作業課題 A: 本文で宮彫の代表的なものとして挙げられている建造物は何ですか？

表題「立川流」
 立川美術館・立川流彫刻研究所
  関連団体:立川流棟梁家保存会・立川流彫刻後援会

諏訪立川流 概論

 日本の伝統彫刻は大きく分けると、仏像彫刻と楼閣建築の装飾をする宮彫とが挙げられる。宮彫は神社・仏閣などで普段生活の中で何気なく目にすることがあるのだが、意外と知られていない。
 宮彫は安土桃山時代から欄間などで見られるようになり、江戸前期で確立されたものである。その代表的なものが日光東照宮であろう。
 東照宮の装飾彫刻を思い浮かべてもらえれば宮彫とは何かがおおよそ察しがつくと思う。日本人には桂離宮に代表されるように「わびさび」を基本とした簡素な美を求めるものと、日光東照宮のように絢爛豪華装飾過多な美を追求するものとが混在している。この二つの建造物が同時代に作られたことを考えても、元来日本人はこの両面を追求する美意識があったのではないかと思われる。この宮彫の中でもその二面性は表れている。
こうした日本人の根底に流れる美意識と江戸時代に発展完成された最も日本人的な文化であることを基本に考えながら宮彫、中でも立川流彫刻を紹介してみたいと思う。

作業課題 B: エントリの冒頭から「box: [569, 327, 600, 387]」を含む行までを、1行につき1つの文字列としてJSONリストに変換してもらえますか？画像は答えに含めず、空行も省いてください。

課題用エントリ:
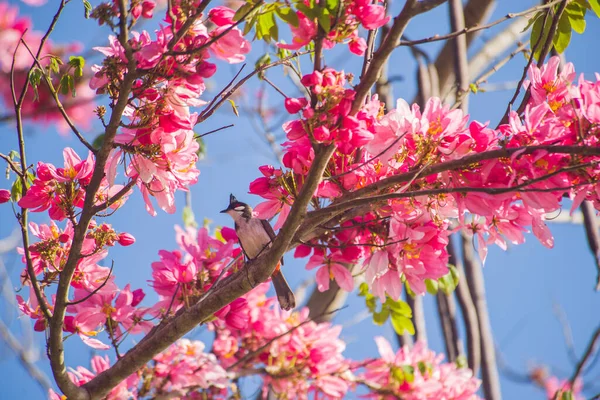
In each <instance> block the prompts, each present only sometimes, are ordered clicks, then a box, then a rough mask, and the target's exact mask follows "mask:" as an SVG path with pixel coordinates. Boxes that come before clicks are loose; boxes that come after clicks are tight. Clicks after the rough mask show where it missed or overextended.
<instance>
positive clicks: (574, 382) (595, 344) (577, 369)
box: [569, 327, 600, 387]
mask: <svg viewBox="0 0 600 400" xmlns="http://www.w3.org/2000/svg"><path fill="white" fill-rule="evenodd" d="M598 339H600V327H598V328H596V331H595V332H594V334H593V335H592V338H591V339H590V341H589V343H588V345H587V347H586V349H585V352H584V353H583V356H582V357H581V359H580V361H579V363H578V364H577V368H575V372H574V373H573V376H571V379H569V381H570V382H571V387H573V385H574V384H575V381H577V379H578V378H579V377H580V376H581V374H582V372H583V367H585V364H586V363H587V362H588V361H589V359H590V357H592V355H593V354H594V353H595V352H596V346H597V345H598Z"/></svg>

解答 A: 日光東照宮です。

解答 B:
[
  "In each <instance> block the prompts, each present only sometimes, are ordered clicks, then a box, then a rough mask, and the target's exact mask follows \"mask:\" as an SVG path with pixel coordinates. Boxes that come before clicks are loose; boxes that come after clicks are tight. Clicks after the rough mask show where it missed or overextended.",
  "<instance>",
  "positive clicks: (574, 382) (595, 344) (577, 369)",
  "box: [569, 327, 600, 387]"
]